# Start of Items

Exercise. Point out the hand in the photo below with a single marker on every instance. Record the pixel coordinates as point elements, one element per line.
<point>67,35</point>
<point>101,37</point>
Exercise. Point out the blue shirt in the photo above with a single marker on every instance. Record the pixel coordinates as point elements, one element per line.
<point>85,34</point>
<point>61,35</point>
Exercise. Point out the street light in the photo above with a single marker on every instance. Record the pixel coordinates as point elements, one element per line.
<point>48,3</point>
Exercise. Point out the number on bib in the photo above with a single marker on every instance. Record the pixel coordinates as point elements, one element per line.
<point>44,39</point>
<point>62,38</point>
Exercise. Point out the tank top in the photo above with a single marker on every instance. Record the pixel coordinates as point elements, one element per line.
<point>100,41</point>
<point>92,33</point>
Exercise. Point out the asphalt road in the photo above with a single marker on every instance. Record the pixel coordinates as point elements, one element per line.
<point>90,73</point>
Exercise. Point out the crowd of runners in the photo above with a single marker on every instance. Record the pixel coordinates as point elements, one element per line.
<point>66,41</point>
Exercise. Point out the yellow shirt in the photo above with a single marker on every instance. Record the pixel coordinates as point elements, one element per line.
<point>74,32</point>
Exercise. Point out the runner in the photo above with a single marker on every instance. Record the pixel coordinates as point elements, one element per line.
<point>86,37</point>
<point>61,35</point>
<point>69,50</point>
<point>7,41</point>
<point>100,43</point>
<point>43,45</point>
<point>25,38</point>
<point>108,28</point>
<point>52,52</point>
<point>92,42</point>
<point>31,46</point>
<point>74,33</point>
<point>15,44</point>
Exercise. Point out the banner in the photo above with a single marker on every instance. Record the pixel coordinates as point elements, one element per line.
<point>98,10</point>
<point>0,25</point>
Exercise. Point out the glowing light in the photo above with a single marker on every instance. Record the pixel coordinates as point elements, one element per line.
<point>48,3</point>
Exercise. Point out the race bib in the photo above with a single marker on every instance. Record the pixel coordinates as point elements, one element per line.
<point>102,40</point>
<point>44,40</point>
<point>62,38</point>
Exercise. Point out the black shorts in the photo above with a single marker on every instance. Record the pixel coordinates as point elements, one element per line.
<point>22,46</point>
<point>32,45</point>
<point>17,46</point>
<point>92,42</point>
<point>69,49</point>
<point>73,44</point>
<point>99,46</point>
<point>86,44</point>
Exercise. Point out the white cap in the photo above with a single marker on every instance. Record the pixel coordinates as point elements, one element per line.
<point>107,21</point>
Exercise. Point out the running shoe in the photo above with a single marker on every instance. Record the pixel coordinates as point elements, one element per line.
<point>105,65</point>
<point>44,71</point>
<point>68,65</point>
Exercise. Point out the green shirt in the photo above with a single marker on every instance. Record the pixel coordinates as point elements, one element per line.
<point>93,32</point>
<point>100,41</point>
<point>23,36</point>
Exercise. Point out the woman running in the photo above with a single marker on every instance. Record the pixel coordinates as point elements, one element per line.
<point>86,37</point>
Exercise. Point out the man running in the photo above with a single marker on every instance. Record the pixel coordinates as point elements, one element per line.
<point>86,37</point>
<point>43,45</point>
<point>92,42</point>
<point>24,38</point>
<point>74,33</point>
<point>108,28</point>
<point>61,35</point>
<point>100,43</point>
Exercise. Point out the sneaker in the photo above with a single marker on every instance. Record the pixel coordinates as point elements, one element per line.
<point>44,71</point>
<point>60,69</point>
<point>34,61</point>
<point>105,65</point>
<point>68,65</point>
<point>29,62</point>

# End of Items

Stated exercise ->
Could you extract every line of the data above and reproduce each one verbatim, in its original order?

Response below ->
Exercise. Point out the hand in the photo below with a single marker on every instance. Record the pixel coordinates as point elements, one element per line.
<point>67,35</point>
<point>101,37</point>
Exercise. Point out the blue shirt in the photo above with a single marker on every instance. Record the pixel coordinates as point elements, one element per line.
<point>85,34</point>
<point>61,35</point>
Exercise. Point out the street light in the photo above with a single marker on every instance. Record the pixel coordinates as point elements, one element per line.
<point>48,3</point>
Exercise. Point out the number on bib in the photo above with a single marker on every instance. Record the pixel coordinates as point elements, one element per line.
<point>44,39</point>
<point>62,38</point>
Exercise. Point out the tank top in the photo above with a single marker on every instance. Record the pixel coordinates as point elements, one element per line.
<point>100,41</point>
<point>92,33</point>
Exercise. Point out the asphalt road in the photo above with a single marker on every instance. Record the pixel coordinates as point elements, one element per line.
<point>90,73</point>
Exercise. Point out the crowd of runners in the photo above with a single marker on every instance. Record the pixel coordinates as point elements, one element per line.
<point>66,41</point>
Exercise. Point out the yellow shirt in the photo above with a single marker on every instance. Record the pixel coordinates as point elements, one element per line.
<point>74,32</point>
Exercise. Point out the runner in the photo above with a single marker on every instance. Record the pixel coordinates as point elements, one element per line.
<point>86,37</point>
<point>61,35</point>
<point>69,50</point>
<point>7,41</point>
<point>100,43</point>
<point>43,45</point>
<point>25,38</point>
<point>108,28</point>
<point>52,52</point>
<point>92,42</point>
<point>31,46</point>
<point>74,33</point>
<point>15,44</point>
Exercise. Point out the banner in the photo above with a single marker on every instance. Record the pixel coordinates as point elements, one element per line.
<point>98,10</point>
<point>0,25</point>
Exercise. Point out the glowing light in the photo above with a single marker on every instance. Record the pixel coordinates as point elements, one element per line.
<point>48,3</point>
Exercise. Point out the race bib in the photo above with a single marker on every instance. Record the pixel coordinates as point elements, one element per line.
<point>102,40</point>
<point>44,40</point>
<point>62,38</point>
Exercise. Point out the black shorts in the photo above with a single marker on every instance. Record the pixel coordinates as point elements, one element per line.
<point>22,46</point>
<point>32,45</point>
<point>17,46</point>
<point>92,42</point>
<point>69,49</point>
<point>73,44</point>
<point>99,46</point>
<point>86,44</point>
Exercise. Point out the white cap in the photo above with a single marker on every instance. Record the pixel coordinates as point elements, one element per line.
<point>107,21</point>
Exercise. Point out the running shoe in the photo above with a single marker on every instance. Record the pixel coordinates as point elements, one element per line.
<point>105,65</point>
<point>44,71</point>
<point>68,65</point>
Exercise. Point out the green shirt in the photo above with a single marker on every instance. Record the pixel coordinates as point elements, one element per line.
<point>93,32</point>
<point>100,41</point>
<point>23,36</point>
Exercise. Point out the woman running in the photo above with a single marker on every instance. Record the pixel coordinates as point elements, one element per line.
<point>86,37</point>
Exercise. Point out the man running in the photo above with a single marker on every instance. Record the pixel coordinates as point elements, one element per line.
<point>86,37</point>
<point>43,45</point>
<point>92,42</point>
<point>24,38</point>
<point>74,33</point>
<point>108,28</point>
<point>61,35</point>
<point>100,43</point>
Exercise. Point out the sneaker in the photo above with a single marker on every instance. Record the pixel coordinates as point elements, one element per line.
<point>44,71</point>
<point>60,69</point>
<point>34,61</point>
<point>105,65</point>
<point>68,65</point>
<point>29,62</point>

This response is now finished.